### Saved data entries
•••••
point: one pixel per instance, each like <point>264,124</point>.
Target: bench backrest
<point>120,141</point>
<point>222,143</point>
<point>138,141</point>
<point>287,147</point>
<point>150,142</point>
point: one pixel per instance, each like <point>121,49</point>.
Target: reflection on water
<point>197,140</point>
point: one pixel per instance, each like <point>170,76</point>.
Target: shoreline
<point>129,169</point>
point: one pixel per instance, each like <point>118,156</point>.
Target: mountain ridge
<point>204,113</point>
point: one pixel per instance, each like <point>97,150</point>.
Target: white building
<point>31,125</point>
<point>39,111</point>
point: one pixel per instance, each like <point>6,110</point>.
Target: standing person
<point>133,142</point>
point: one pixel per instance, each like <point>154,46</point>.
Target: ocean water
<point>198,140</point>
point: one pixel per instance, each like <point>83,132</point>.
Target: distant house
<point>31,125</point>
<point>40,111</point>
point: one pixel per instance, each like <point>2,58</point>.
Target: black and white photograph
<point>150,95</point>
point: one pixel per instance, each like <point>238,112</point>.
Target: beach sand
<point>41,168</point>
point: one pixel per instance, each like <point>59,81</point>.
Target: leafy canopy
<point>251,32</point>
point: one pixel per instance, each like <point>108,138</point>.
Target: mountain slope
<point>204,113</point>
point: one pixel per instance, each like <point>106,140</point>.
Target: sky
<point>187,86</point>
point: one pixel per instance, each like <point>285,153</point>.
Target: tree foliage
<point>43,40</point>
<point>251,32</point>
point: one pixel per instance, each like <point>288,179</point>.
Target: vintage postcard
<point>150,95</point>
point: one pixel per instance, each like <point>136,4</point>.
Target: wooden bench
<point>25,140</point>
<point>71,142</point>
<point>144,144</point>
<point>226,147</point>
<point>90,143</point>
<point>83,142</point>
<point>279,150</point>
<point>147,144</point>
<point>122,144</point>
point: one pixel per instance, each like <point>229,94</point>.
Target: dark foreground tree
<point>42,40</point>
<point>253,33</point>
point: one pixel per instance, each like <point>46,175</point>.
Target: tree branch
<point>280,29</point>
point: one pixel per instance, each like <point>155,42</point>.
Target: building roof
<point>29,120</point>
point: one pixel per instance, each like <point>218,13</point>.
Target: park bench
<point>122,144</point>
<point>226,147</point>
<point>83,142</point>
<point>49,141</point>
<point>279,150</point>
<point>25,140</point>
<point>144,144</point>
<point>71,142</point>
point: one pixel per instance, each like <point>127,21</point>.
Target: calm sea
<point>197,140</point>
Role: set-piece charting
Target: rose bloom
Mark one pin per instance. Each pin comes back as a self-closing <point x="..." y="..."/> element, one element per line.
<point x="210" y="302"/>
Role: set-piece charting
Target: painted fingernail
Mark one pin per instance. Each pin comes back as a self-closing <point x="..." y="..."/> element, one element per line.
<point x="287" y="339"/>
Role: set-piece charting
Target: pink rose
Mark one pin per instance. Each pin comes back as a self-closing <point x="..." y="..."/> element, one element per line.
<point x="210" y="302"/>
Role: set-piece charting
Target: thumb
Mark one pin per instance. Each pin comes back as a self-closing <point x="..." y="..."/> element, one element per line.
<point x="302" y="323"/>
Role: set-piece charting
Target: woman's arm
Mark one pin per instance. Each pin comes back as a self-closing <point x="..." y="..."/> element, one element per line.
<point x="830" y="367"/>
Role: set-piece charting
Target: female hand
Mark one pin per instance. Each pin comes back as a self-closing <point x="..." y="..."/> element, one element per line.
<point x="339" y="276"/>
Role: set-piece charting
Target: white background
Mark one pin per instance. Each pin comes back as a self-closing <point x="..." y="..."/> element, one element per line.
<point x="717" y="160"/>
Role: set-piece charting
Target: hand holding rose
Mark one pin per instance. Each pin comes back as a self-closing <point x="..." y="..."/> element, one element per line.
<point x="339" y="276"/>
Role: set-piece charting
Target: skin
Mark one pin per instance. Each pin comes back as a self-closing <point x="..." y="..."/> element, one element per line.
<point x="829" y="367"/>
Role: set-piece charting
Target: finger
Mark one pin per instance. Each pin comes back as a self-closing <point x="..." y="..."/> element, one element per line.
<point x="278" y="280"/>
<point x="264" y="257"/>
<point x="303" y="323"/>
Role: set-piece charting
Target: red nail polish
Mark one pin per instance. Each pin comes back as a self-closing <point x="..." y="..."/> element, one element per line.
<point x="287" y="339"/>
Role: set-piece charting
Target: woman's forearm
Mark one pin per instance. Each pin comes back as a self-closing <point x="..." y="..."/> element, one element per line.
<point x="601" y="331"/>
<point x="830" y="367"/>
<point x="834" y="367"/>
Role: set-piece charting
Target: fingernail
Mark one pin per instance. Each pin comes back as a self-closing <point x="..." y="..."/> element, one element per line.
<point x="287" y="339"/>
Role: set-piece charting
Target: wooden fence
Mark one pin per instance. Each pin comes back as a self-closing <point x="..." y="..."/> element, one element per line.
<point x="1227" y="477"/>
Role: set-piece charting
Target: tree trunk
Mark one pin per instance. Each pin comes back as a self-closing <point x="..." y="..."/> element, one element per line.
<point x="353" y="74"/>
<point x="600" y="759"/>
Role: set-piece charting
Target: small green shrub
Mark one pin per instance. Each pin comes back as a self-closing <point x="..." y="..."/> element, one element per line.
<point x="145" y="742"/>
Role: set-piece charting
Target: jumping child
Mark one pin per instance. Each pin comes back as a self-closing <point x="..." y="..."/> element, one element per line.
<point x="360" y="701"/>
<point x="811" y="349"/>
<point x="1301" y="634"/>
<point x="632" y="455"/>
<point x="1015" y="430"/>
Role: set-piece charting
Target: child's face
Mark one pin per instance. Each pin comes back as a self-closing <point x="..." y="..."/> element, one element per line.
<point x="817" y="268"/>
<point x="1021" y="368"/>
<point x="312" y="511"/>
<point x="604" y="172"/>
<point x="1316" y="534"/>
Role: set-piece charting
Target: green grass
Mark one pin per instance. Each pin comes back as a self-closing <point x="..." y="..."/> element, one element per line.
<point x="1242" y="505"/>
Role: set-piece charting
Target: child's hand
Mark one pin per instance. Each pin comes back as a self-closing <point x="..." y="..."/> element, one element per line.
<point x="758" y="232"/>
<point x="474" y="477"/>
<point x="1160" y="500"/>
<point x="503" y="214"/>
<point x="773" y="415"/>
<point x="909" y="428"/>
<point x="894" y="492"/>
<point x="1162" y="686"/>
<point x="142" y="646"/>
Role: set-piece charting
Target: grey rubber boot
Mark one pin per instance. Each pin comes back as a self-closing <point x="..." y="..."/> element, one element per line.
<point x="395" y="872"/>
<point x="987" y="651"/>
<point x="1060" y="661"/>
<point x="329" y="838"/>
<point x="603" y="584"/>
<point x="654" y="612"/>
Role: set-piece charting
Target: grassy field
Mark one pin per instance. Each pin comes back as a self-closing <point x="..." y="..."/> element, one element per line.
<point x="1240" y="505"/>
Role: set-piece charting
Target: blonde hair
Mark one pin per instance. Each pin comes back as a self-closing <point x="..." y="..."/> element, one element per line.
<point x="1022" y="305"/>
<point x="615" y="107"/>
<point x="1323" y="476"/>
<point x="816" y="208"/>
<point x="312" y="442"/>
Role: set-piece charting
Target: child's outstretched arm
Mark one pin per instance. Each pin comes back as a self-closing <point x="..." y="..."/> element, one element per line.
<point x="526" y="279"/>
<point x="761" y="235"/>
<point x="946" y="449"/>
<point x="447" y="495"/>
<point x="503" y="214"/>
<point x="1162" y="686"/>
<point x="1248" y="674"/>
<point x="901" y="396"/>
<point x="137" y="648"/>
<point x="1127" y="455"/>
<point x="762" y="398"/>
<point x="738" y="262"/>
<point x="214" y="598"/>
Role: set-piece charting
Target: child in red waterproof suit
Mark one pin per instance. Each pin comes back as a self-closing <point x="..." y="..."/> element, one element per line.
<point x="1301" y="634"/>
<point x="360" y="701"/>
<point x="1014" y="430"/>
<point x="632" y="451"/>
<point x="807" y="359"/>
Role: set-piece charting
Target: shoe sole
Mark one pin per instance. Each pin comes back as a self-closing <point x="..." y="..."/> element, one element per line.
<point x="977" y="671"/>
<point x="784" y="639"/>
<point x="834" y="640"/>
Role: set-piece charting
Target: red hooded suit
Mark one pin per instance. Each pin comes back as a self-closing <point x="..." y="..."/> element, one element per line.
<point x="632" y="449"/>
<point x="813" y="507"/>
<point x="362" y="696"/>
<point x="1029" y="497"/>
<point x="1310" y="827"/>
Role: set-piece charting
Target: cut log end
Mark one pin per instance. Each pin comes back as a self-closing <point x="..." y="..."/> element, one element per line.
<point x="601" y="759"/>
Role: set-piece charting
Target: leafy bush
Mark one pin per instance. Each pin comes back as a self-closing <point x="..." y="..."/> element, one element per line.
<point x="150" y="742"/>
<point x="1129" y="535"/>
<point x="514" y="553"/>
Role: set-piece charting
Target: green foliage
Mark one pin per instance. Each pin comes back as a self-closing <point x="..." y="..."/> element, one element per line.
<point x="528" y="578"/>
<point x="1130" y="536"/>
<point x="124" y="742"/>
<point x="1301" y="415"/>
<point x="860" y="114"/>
•••••
### Your objective
Each line above that has the word "green" must be copied.

### Answer box
Target: small green shrub
Target: green grass
Target: green foliage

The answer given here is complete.